:: Aufgabendetails ::
Gib den folgenden Text über die Äußerungen von Marx zu Afrika vollständig und Wort für Wort wieder.

:: Vorliegender Text ::
Wir werden diese marxistische Debatte zu Afrika hier nicht im Einzelnen nachvollziehen. Unsere Intention ist es, in dogmenhistorischer Absicht die fragmentarischen Äußerungen von Marx zu Afrika aufzuarbeiten und in den breiteren Rahmen seiner Ausführungen zu den Themen Kolonialismus, globale Ausdehnung des Kapitals und der Eingliederung außereuropäischer Gesellschaften in das Netz bürgerlicher Produktionsbeziehungen zu stellen.

Um hierbei nicht oberflächlichen Vereinfachungen zu verfallen, sind einige Anmerkungen zum Umgang mit den fragmentarischen Marx’schen Äußerungen angebracht. Ihre Bewertung hängt nicht nur – wie wir unten zeigen werden – von ihrer zeitlichen Stellung im Werk von Marx ab (Menzel 2000; Kalmring/Nowak 2004), sondern es muss ebenfalls bedacht werden, dass die einzelnen Schriften von Marx einen unterschiedlichen „analytischen Stellenwert“ besitzen: Ein programmatischer und gleichzeitig propagandistischer Text wie das „Kommunistische Manifest“ muss anders gelesen und interpretiert werden als eine journalistische Arbeit über die Auswirkungen und Folgen des Kolonialismus in Indien oder China und diese wiederum anders als die theoretischen Analysen vorkapitalistischer Produktionsformen in den „Grundrissen“. Des weiteren sei auch bemerkt, dass Afrika bekanntermaßen kein einheitliches Gebiet in sozialer, historischer, ökonomischer und politischer Hinsicht ist. Insofern dürfen einzelne Marx’sche Textstellen, die sich auf bestimmte Perioden oder Regionen Afrikas beziehen, nicht unzulässig verallgemeinert werden – zumal Marx selber, wie noch zu zeigen sein wird, Unterschiede zwischen verschiedenen Regionen Afrikas benennt.

:: Verfügbare Daten ::
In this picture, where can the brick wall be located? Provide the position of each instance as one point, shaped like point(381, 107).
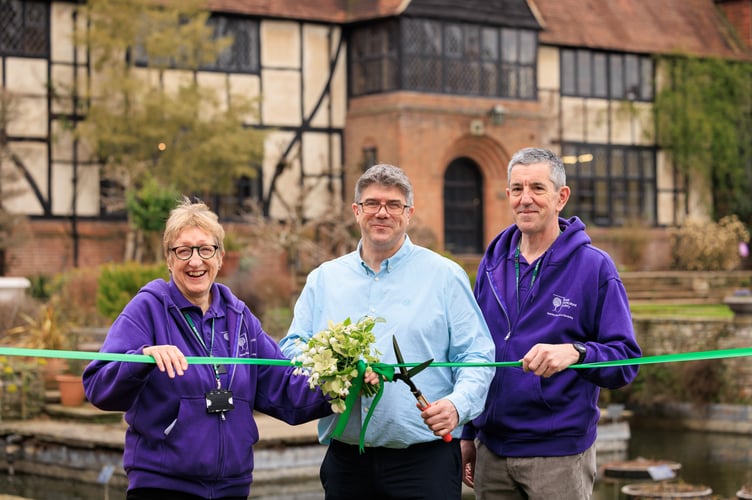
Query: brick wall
point(48, 247)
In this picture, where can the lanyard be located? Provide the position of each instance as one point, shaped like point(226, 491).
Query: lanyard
point(210, 350)
point(517, 274)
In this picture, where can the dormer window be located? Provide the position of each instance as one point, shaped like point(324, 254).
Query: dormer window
point(428, 55)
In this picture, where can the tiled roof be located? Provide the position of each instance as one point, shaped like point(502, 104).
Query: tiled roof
point(644, 26)
point(499, 12)
point(511, 13)
point(334, 11)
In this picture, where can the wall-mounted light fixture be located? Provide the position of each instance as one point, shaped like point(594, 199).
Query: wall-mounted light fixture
point(497, 114)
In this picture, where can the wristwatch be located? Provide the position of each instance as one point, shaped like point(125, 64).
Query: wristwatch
point(581, 350)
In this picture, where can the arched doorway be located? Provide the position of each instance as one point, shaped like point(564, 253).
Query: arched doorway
point(463, 207)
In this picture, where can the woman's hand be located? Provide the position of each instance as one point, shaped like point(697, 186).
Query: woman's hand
point(168, 358)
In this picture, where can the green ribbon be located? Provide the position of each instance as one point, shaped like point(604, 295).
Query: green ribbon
point(386, 371)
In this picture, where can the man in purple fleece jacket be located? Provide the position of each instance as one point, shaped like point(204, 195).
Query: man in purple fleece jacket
point(191, 429)
point(551, 300)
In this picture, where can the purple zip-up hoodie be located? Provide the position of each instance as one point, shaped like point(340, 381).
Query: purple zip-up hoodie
point(171, 441)
point(576, 296)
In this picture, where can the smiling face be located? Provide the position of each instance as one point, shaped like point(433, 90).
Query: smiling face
point(535, 201)
point(194, 277)
point(382, 232)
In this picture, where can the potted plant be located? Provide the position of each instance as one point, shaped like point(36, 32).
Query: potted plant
point(45, 330)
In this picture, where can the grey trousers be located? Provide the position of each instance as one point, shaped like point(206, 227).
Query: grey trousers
point(534, 478)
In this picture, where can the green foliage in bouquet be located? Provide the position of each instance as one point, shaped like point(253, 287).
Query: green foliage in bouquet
point(330, 358)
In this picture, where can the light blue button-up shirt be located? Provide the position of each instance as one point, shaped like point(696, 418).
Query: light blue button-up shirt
point(428, 305)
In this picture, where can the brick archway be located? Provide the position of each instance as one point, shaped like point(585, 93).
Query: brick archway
point(492, 160)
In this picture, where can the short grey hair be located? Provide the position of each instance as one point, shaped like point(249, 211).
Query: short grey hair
point(530, 156)
point(385, 175)
point(188, 214)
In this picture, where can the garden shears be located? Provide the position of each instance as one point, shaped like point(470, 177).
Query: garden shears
point(405, 375)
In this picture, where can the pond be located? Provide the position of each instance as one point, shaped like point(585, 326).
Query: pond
point(721, 461)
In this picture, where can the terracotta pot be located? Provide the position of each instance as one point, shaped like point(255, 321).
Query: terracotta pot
point(71, 390)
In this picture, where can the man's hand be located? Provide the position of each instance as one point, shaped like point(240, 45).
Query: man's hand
point(545, 360)
point(168, 358)
point(441, 417)
point(468, 462)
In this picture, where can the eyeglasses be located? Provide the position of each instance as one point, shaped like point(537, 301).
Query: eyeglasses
point(393, 207)
point(204, 251)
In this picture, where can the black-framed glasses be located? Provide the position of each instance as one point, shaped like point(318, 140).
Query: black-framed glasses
point(393, 207)
point(204, 251)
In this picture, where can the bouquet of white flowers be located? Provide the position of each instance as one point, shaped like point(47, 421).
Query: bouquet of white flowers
point(330, 358)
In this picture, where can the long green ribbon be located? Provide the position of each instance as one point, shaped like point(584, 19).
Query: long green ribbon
point(204, 360)
point(386, 371)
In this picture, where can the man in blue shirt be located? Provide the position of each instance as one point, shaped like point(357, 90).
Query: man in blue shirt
point(429, 307)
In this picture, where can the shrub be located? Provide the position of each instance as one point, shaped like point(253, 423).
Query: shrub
point(118, 283)
point(708, 246)
point(74, 293)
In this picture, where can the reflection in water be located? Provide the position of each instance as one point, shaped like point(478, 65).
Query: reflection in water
point(720, 461)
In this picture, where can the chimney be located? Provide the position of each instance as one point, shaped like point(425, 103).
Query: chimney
point(739, 14)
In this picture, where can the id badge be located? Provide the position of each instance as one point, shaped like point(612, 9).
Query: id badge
point(219, 401)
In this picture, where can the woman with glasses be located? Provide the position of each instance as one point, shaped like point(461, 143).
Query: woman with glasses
point(191, 429)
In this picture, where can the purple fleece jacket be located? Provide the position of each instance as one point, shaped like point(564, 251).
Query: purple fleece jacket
point(171, 441)
point(577, 295)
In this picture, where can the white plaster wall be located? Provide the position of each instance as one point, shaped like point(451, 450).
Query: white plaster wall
point(34, 157)
point(62, 47)
point(280, 44)
point(280, 102)
point(316, 54)
point(27, 80)
point(87, 202)
point(548, 68)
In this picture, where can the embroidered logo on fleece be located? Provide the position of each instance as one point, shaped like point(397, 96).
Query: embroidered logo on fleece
point(561, 306)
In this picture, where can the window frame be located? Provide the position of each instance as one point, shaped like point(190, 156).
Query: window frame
point(19, 47)
point(606, 192)
point(445, 56)
point(628, 76)
point(217, 21)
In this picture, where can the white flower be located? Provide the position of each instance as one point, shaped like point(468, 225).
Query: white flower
point(330, 358)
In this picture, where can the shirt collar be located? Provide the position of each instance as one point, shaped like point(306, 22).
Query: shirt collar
point(391, 262)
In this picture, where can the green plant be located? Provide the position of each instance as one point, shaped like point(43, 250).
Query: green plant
point(704, 121)
point(46, 329)
point(118, 283)
point(707, 246)
point(75, 293)
point(21, 387)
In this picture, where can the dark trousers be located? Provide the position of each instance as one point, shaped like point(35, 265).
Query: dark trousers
point(160, 494)
point(422, 471)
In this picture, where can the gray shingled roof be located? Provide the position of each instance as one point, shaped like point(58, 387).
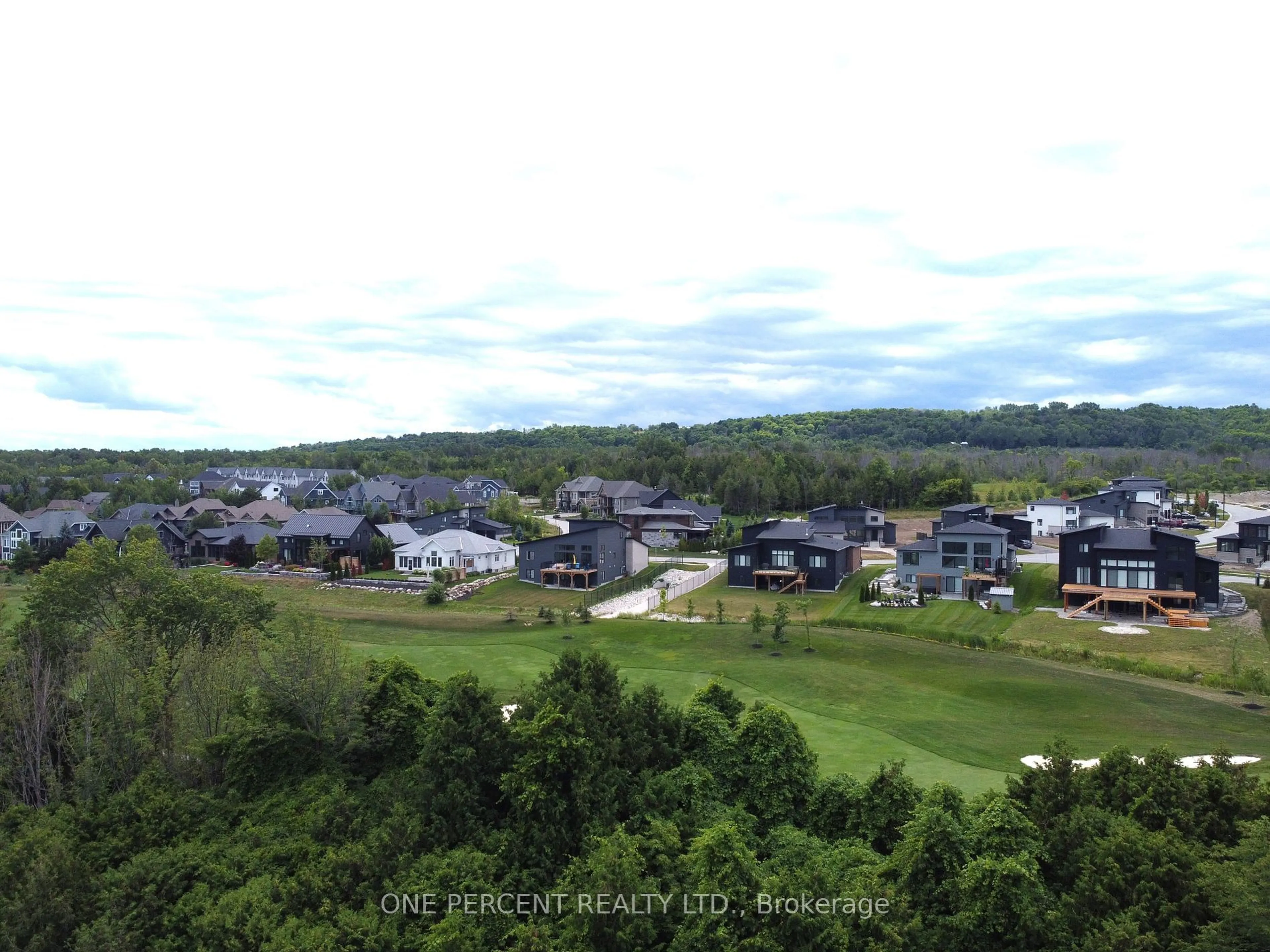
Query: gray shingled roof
point(975, 529)
point(837, 545)
point(252, 532)
point(788, 529)
point(139, 511)
point(621, 489)
point(922, 545)
point(322, 524)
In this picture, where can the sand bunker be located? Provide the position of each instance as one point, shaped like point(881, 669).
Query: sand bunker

:: Antwortfeld ::
Wir werden diese marxistische Debatte zu Afrika hier nicht im Einzelnen nachvollziehen. Unsere Intention ist es, in dogmenhistorischer Absicht die fragmentarischen Äußerungen von Marx zu Afrika aufzuarbeiten und in den breiteren Rahmen seiner Ausführungen zu den Themen Kolonialismus, globale Ausdehnung des Kapitals und der Eingliederung außereuropäischer Gesellschaften in das Netz bürgerlicher Produktionsbeziehungen zu stellen.

Um hierbei nicht oberflächlichen Vereinfachungen zu verfallen, sind einige Anmerkungen zum Umgang mit den fragmentarischen Marx’schen Äußerungen angebracht. Ihre Bewertung hängt nicht nur – wie wir unten zeigen werden – von ihrer zeitlichen Stellung im Werk von Marx ab (Menzel 2000; Kalmring/Nowak 2004), sondern es muss ebenfalls bedacht werden, dass die einzelnen Schriften von Marx einen unterschiedlichen „analytischen Stellenwert“ besitzen: Ein programmatischer und gleichzeitig propagandistischer Text wie das „Kommunistische Manifest“ muss anders gelesen und interpretiert werden als eine journalistische Arbeit über die Auswirkungen und Folgen des Kolonialismus in Indien oder China und diese wiederum anders als die theoretischen Analysen vorkapitalistischer Produktionsformen in den „Grundrissen“. Des weiteren sei auch bemerkt, dass Afrika bekanntermaßen kein einheitliches Gebiet in sozialer, historischer, ökonomischer und politischer Hinsicht ist. Insofern dürfen einzelne Marx’sche Textstellen, die sich auf bestimmte Perioden oder Regionen Afrikas beziehen, nicht unzulässig verallgemeinert werden – zumal Marx selber, wie noch zu zeigen sein wird, Unterschiede zwischen verschiedenen Regionen Afrikas benennt.